> [Tasks to complete]:
1. According to the political blog excerpt below, in what year did Buzz Bissinger receive a Pulitzer Prize?
2. Continue the political blog excerpt about Susan Rice and Buzz Bissinger, starting after its final sentence.
:: Document passage ::
Susan Rice's role in this affair is tangential and very limited. Two months ago, days after the attack, Rice appeared on Sunday talk shows to field questions on Benghazi. She was given CIA-written talking points. Evidence suggests that the answers she gave reflected her best knowledge at the time; no evidence has emerged to suggest otherwise. After that... there is no after that. I just described the entirety of Susan Rice's involvement.

You may be wondering, at this juncture, why Rice is holding a series of meetings with Senate Republicans to explain in hours what I just explained in a single paragraph. That's a good question. Theories abound.


  • It could be because the Benghazi incident is biggest stain on Obama's foreign record to-date and even though the election is over, Republicans think they can control the news cycle as long as the scandal isn't allowed to end.
  • It could be as simple as a moral victory for opposing Obama's first high-profile, 2nd-term appointment opportunity.
  • It could be that Sen. McCain, the most outspoken critic of the administration's handling of the incident, also happens to be fading from political relevancy. He is not a young man, he has lost a presidential election and, term-limited out of his ranking spot on the Senate Armed Services Committee in January, he will have no clear authority left over foreign policy. In fact, he seeks to create a new committee dedicated entirely to investigating the Benghazi incident--one he would be likely to chair.
  • It could be that Republicans want a different choice for Secretary of State: Sen. John Kerry. Of course, if Sen. Kerry were to accept any position, his MA seat would be open to a special election. Scott Brown, a Republican, won such a special election in 2010 before losing a real election to (D)Elizabeth Warren a few weeks ago.

There you have it: the game as it is played. Republicans have a lot to win and nothing to lose by shutting that whole Susan Rice thing down.

The real reason behind all of this could certainly be all or none of the above. The only thing that's certain is what this is not about: this is not about Susan Rice. Republican's don't need "more answers" from her. The sum of all questions you could ask her about Benghazi wouldn't outlast a trip to the water fountain. It's time that we pretend to talk about something else.

Tuesday, October 9, 2012

THIS IS BUZZ BISSINGER


This is Buzz Bissinger, an American journalist and author whose advice on writing is that "you have to be brutally honest." Bissinger was awarded a Pulitzer Prize in 1987 for his investigative reporting of the corrupt Philadelphia court system. In 1990, Bissinger published Friday Night Lights, a non-fiction book about an intense, West Texas, high school football program, which has since become a multi-media franchise. This morning, in an article for the Daily Beast, Bissinger, a "lifelong Democrat," endorsed Mitt Romney for President of the United States.

For Bissinger, the final straw in an apparently long but understated series of disappointments with the president came during last Wednesday's much ado'ed-about presidential debate—both Romney’s performance,

 “The tipping point was last week’s debate in Denver. Romney finally did what he should have done all along instead of his balky cha cha with the old white men of the conservative Republican wing: he acted as the moderate he is, for the first time running as himself…”


and Obama’s,


“I have never seen a performance worse than Obama’s, distracted, his head dipped into the podium as if avoiding the smell of something rotten.”
:::
:: Data listing ::
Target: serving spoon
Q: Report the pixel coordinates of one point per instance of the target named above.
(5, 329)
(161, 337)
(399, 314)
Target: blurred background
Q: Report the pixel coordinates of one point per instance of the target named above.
:::
> [Responses to the exercise]:
1. 1987

2.
The crux of Bissinger's argument is that, unlike Obama, Romney actually wants to be president (he could be reminded of the common wisdom of democracy, that an ideal ruler is the one best qualified and least desirous for the job). He feels that Obama seemed burnt out, weary of the political schmoozing and unable to compromise his principles to work constructively with the opposition. Finally, Romney has, to Bissinger's delight, finally flipped back to moderate.

I want to avoid discussing the debate in much detail. Romney won by the only metric that politically matters: appearance. When you watched the debate, it looked like Romney was nailing it. Thursday-morning fact-checkers told a more complicated story, but there's no instant replay rule in politics. Any other political criticisms I have for Romney are shouted-over by his undeniably enormous bounce in the polls. It doesn't matter much that he has only come up with "pledges," not actual plans with details that experts can analyze and Americans can thoughtfully weigh against our values; that he thinks public broadcasting gets too much money while oil subsidies, a much larger sum, are insignificant; or that many of the points he scored were factually inaccurate or inconsistent his opinions of a week before. The winner of a debate is always the candidate who appears to win. The sad reality is that ours is a culture that feels the best way to watch a verbal contest is with the sound turned off. We are a culture that increasingly views its politics cleverly, not carefully.

I am one of those few who believes that the best way to "watch" a debate is by reading the transcript the next day. There are still a few dinosaurs around who believe the worst thing to happen to the presidential debate was when television took it away from radio. My girlfriend points out that there were those who thought the damage already done when radio took it away from the newspapers.


Mitt Romney has leapt up the polls because of people like Buzz Bissinger. I don't mean Pulitzer Prize winners or anyone at all likely to write 1500 highly-visible words describing both their ideological journey and their apparently revelatory TV-viewing experience on one fateful night in October. Personally, I think that, now that he's older and established and wealthy, Bissinger just kind of wants to vote Republican and he wants a excuse that has nothing to do with greed.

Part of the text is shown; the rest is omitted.